◆ YOUR GOAL
Please turn every line of the records below into a numbered list, dropping any blank lines and leaving the pictures out.

─── PROVIDED RECORDS

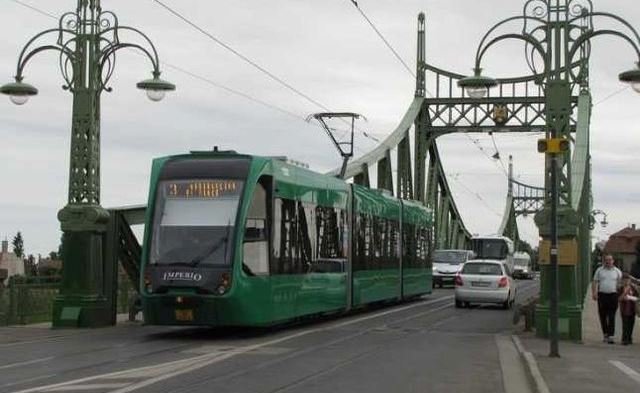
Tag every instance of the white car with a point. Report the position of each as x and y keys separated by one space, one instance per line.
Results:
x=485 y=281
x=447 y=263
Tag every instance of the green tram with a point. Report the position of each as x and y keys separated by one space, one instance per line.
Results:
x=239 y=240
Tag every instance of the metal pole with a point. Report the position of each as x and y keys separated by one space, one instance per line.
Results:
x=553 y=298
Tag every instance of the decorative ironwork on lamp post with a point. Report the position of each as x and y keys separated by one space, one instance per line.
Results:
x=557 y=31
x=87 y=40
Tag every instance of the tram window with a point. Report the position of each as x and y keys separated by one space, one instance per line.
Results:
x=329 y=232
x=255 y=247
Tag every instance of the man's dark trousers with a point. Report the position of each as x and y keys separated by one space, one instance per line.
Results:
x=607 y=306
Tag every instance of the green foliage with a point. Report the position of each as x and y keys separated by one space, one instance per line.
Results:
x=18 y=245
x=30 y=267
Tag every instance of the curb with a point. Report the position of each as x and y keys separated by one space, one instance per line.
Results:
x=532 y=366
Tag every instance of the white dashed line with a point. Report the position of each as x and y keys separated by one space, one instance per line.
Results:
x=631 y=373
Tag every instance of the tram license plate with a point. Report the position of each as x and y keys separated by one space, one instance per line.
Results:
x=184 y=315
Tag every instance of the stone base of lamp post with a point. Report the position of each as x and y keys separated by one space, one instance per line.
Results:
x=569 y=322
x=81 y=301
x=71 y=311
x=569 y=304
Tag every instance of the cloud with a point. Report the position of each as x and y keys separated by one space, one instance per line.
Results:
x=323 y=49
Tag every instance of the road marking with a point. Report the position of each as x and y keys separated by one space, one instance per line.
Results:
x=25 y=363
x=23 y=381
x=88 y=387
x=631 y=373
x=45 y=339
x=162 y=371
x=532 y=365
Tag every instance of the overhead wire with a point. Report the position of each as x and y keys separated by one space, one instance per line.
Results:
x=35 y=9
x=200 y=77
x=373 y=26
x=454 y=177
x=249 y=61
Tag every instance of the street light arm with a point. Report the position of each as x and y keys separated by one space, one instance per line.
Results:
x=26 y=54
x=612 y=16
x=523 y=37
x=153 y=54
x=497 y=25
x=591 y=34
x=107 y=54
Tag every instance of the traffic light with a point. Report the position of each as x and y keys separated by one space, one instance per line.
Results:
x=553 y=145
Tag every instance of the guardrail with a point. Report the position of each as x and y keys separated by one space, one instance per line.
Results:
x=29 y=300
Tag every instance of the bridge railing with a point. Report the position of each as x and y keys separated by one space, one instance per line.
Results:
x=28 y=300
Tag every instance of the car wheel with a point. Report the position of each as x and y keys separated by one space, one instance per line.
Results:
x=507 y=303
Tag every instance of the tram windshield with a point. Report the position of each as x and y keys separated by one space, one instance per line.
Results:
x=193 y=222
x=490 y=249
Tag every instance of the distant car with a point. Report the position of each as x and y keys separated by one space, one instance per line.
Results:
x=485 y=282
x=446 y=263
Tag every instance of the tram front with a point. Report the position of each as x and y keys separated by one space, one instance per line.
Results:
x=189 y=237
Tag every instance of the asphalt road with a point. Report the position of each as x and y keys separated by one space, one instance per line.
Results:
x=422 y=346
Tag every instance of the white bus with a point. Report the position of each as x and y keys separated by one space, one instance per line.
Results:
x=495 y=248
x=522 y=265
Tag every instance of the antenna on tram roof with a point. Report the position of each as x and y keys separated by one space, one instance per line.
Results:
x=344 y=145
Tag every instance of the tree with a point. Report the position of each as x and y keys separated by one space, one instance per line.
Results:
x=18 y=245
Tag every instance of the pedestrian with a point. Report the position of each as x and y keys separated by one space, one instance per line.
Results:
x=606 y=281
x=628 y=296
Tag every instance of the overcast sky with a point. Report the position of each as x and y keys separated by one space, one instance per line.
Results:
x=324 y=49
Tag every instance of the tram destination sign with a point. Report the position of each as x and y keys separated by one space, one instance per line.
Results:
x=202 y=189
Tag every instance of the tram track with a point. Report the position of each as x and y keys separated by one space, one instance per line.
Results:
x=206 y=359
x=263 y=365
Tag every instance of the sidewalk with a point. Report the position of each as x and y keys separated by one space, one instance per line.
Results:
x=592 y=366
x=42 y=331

──────

◆ CORRECT ANSWER
1. Tag every instance of the white car with a point. Report the position of each as x and y keys separated by one space, one instance per line.
2. Results:
3. x=485 y=281
4. x=447 y=263
5. Tag every instance of the green tram with a point. Report the position of each as x and y keys separated by one space, one instance per line.
6. Results:
7. x=239 y=240
8. Tag every instance of the metal pole with a point. Report the position of each as x and y keys separated by one space, one instance per line.
9. Results:
10. x=553 y=298
11. Tag every instance of the decorative ironwork on lamp post with a point. Report the position of each as x and y keys separated by one space, one instance per line.
12. Results:
13. x=557 y=31
14. x=87 y=40
15. Tag every instance of the tram window with a point. Report the position of each as x and y keys separated by one space, one instance per line.
16. Results:
17. x=329 y=232
18. x=255 y=247
19. Tag every instance of the man's dark trousers with a point. Report the position of each as x and y keys separated by one space, one instance per line.
20. Results:
21. x=607 y=306
22. Tag every instance of the green foliage with a point. Report the position of each as x and y keys separated by one space, one instance per line.
23. Results:
24. x=18 y=245
25. x=30 y=267
26. Tag every instance of the curb with a point. Report the position of each as x and y keys separated by one space, one instance per line.
27. Results:
28. x=532 y=366
29. Tag every instance of the white dashed line with a point. Report the position of each as x and y keys separated by one space, one instance per line.
30. Results:
31. x=631 y=373
32. Tag every instance of the tram license plate with a point. Report the position of each as x and y keys separated by one space, one instance per line.
33. Results:
34. x=184 y=315
35. Tag every instance of the stone base of lamp post with a point. Report the position of each as x and y keys separated by one space, one instance per line.
36. Results:
37. x=569 y=322
38. x=81 y=301
39. x=71 y=311
40. x=569 y=304
41. Tag every instance of the cloud with a point. Report the position of each as x and y keys separated by one space, one instance per line.
42. Results:
43. x=323 y=49
44. Tag every instance of the road marking with a point. Report the position of each as x and y keys separated by one space, one instance per line.
45. Results:
46. x=25 y=363
47. x=23 y=381
48. x=88 y=387
49. x=631 y=373
50. x=45 y=339
51. x=162 y=371
52. x=532 y=365
53. Tag every instance of the overhead wire with a point. Report the position of each as x and y keys separated by one space, one instance per line.
54. Results:
55. x=35 y=9
56. x=200 y=77
57. x=373 y=26
58. x=454 y=177
59. x=249 y=61
60. Tag every instance of the street light arm with a point. Report the position of each as x and y keys separated by one space, one instance per line.
61. Results:
62. x=26 y=54
63. x=612 y=16
64. x=523 y=37
65. x=153 y=54
66. x=497 y=25
67. x=591 y=34
68. x=107 y=54
69. Tag every instance of the traffic light with a point. Report the position of each as x and y keys separated by one space, one instance per line.
70. Results:
71. x=553 y=145
72. Tag every instance of the guardrail with a point. Report the position of each as x and y keys separated by one space, one instance per line.
73. Results:
74. x=29 y=300
75. Tag every instance of the bridge railing with a point. Report the position of each as x and y keys separated by one space, one instance per line.
76. Results:
77. x=28 y=300
78. Tag every instance of the car wheel with a point. Report the position of each as x and y keys separated by one space, one instance per line.
79. Results:
80. x=507 y=303
81. Tag every instance of the tram windshield with a point. Report the position of each as x and y keys separated by one space, one instance per line.
82. Results:
83. x=193 y=222
84. x=490 y=249
85. Tag every instance of the distant car with a point. Report the position of each as x and y keys separated by one space, one instance per line.
86. Results:
87. x=485 y=282
88. x=446 y=263
89. Tag every instance of the tram front with a point. Report the position of each as x and y keys separated by one space, one instance per line.
90. Results:
91. x=189 y=237
92. Tag every instance of the asphalt road with a point. Report the position of each as x and y keys separated by one space, one instance per line.
93. Results:
94. x=422 y=346
95. Tag every instance of the white bus with a point. Report the position of each as x and y keys separated by one space, one instance per line.
96. Results:
97. x=495 y=248
98. x=522 y=265
99. Tag every instance of the antenna on tram roof with a point. Report the position of each as x and y keys separated by one space, one instance per line.
100. Results:
101. x=344 y=145
102. Tag every instance of the tree with a point. Report the position of each as x and y keys separated by one space, one instance per line.
103. Results:
104. x=18 y=245
105. Tag every instance of the pedestrian with a point. Report the position of each as x and y keys separated by one space, one instance per line.
106. Results:
107. x=606 y=281
108. x=628 y=296
109. Tag every instance of the overcast sky with a point. Report the position of each as x and y keys separated by one space, one instance per line.
110. Results:
111. x=324 y=49
112. Tag every instance of the tram destination sign with a point. Report the position of each as x and y keys separated by one space, one instance per line.
113. Results:
114. x=202 y=189
115. Tag every instance of the tram track with a point. Report the position of each as x and y keys separated by one space, one instance per line.
116. Results:
117. x=206 y=359
118. x=263 y=365
119. Tag every instance of the sidewalk with a point. Report the position of each as x and y keys separated by one space, one instance per line.
120. Results:
121. x=592 y=366
122. x=42 y=331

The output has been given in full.